Instructions -
**a.** According to the HTC Desire 516 article, in what month and year was the phone released in Italy?
**b.** From the HTC Desire 516 article, rewrite the stretch from "The HTC Desire" through "3.5mm headphone jack.", replacing "Mini-SIM" with "Nano-SIM".
**c.** Continue the HTC Desire 516 article from its final sentence.

Document text -

2014 smartphone model

The HTC Desire 516 is an entry-level Android smartphone manufactured and designed by HTC. It was released in June 2014 and was part of the Desire series. In Italy, it was released in July 2014.

== Specifications ==

=== Design ===
The smartphone features a standard touchscreen form factor with a structural footprint measuring 140 mm in height, 72 mm in width, and 9.7 mm in thickness. Weighing 160 grams, the device is constructed with a body that houses dual Mini-SIM slots capable of supporting dual stand-by operation. The front of the phone is dominated by a 5.0-inch IPS LCD panel that outputs a resolution of 540 x 960 pixels at a 16:9 aspect ratio, resulting in a pixel density of approximately 220 ppi. The physical layout accommodates a standard loudspeaker arrangement, a microUSB 2.0 port for data and charging, and a 3.5mm headphone jack.

=== Hardware ===
The internal hardware is driven by a 45 nm Qualcomm MSM8625Q Snapdragon 200 chipset. This platform utilizes a quad-core 1.2 GHz Cortex-A7 central processing unit alongside an Adreno 302 graphics processing unit. The device comes configured with 1 GB of RAM and 4 GB of internal storage, which can be expanded externally via a dedicated microSDHC card slot. Cellular connectivity supports GSM and HSPA technologies with HSPA data speeds reaching up to 21.1 Mbps for downloads and 5.76 Mbps for uploads. Additional hardware interfaces include Wi-Fi 802.11 b/g/n, Bluetooth 4.0 with A2DP and aptX, an accelerometer, and a GPS module, all powered by a removable 1950 mAh Lithium-Polymer battery.

Extracted information -
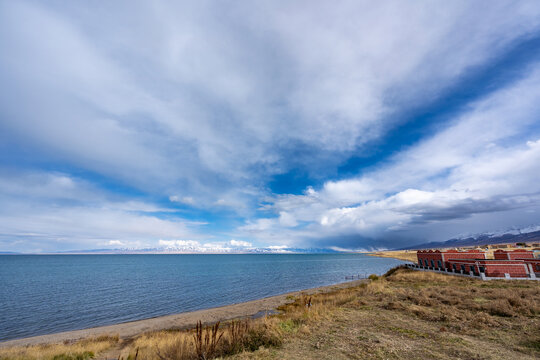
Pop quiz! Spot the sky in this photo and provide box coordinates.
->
[0,0,540,252]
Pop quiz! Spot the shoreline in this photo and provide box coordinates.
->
[0,279,366,348]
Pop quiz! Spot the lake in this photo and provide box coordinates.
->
[0,254,403,340]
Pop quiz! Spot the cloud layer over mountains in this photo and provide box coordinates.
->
[0,0,540,251]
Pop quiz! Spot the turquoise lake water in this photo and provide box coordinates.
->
[0,254,403,341]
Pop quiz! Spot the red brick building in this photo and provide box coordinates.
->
[449,259,531,278]
[416,250,486,270]
[415,250,540,280]
[493,249,534,260]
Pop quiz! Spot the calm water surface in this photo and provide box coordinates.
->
[0,254,403,341]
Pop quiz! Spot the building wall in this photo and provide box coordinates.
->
[493,250,534,260]
[416,250,444,268]
[449,259,529,278]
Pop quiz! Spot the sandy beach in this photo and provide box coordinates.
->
[0,280,365,347]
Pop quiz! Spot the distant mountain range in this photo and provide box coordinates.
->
[399,227,540,250]
[47,247,340,254]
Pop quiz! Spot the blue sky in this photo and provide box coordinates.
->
[0,0,540,252]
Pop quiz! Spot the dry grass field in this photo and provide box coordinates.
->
[367,250,418,263]
[0,268,540,360]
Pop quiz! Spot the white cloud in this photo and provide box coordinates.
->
[0,1,540,248]
[239,66,540,248]
[229,239,253,247]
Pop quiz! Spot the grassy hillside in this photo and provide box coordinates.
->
[0,269,540,360]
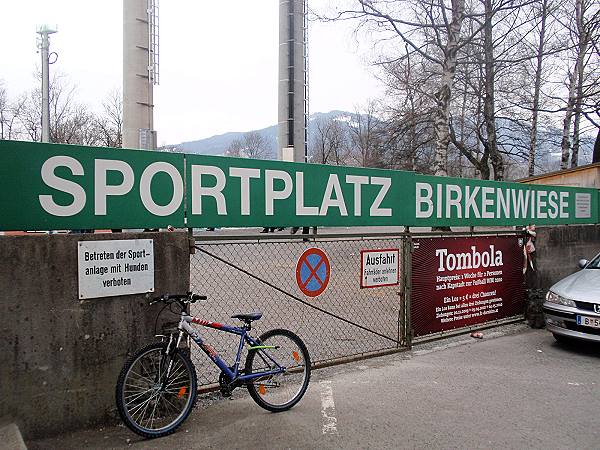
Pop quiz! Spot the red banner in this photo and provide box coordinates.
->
[411,236,525,336]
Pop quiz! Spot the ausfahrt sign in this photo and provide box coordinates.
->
[360,249,400,288]
[78,239,154,299]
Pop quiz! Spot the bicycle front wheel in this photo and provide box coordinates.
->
[116,343,198,438]
[246,330,310,412]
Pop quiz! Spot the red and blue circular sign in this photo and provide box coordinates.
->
[296,248,331,297]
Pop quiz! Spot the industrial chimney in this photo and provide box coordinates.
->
[277,0,308,162]
[123,0,158,149]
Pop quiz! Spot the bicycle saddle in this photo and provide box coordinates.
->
[231,312,262,322]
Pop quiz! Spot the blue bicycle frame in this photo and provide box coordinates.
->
[177,313,286,382]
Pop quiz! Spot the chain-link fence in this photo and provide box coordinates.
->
[190,235,406,385]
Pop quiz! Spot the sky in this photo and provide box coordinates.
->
[0,0,383,145]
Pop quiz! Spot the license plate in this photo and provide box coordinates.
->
[577,316,600,328]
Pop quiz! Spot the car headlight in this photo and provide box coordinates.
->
[546,291,577,308]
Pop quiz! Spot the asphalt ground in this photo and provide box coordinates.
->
[27,324,600,449]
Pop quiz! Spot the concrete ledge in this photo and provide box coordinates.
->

Answers below -
**a.** July 2014.

**b.**
The HTC Desire 516 is an entry-level Android smartphone manufactured and designed by HTC. It was released in June 2014 and was part of the Desire series. In Italy, it was released in July 2014.

== Specifications ==

=== Design ===
The smartphone features a standard touchscreen form factor with a structural footprint measuring 140 mm in height, 72 mm in width, and 9.7 mm in thickness. Weighing 160 grams, the device is constructed with a body that houses dual Nano-SIM slots capable of supporting dual stand-by operation. The front of the phone is dominated by a 5.0-inch IPS LCD panel that outputs a resolution of 540 x 960 pixels at a 16:9 aspect ratio, resulting in a pixel density of approximately 220 ppi. The physical layout accommodates a standard loudspeaker arrangement, a microUSB 2.0 port for data and charging, and a 3.5mm headphone jack.

**c.**
=== Camera ===
The device utilizes a single rear-facing primary camera containing a 5-megapixel sensor. The main camera module is accompanied by an integrated LED flash to assist in low-light environments and is capable of capturing video at 720p resolution at 30 frames per second. On the front of the chassis, a secondary selfie camera is implemented with a 2-megapixel sensor. This front-facing module supports video recording at a maximum resolution of 480p.

=== Software ===
The smartphone originally shipped with the Android 4.2.2 Jelly Bean operating system. HTC modified the native Android interface by overlaying its proprietary Sense UI 5.1 skin.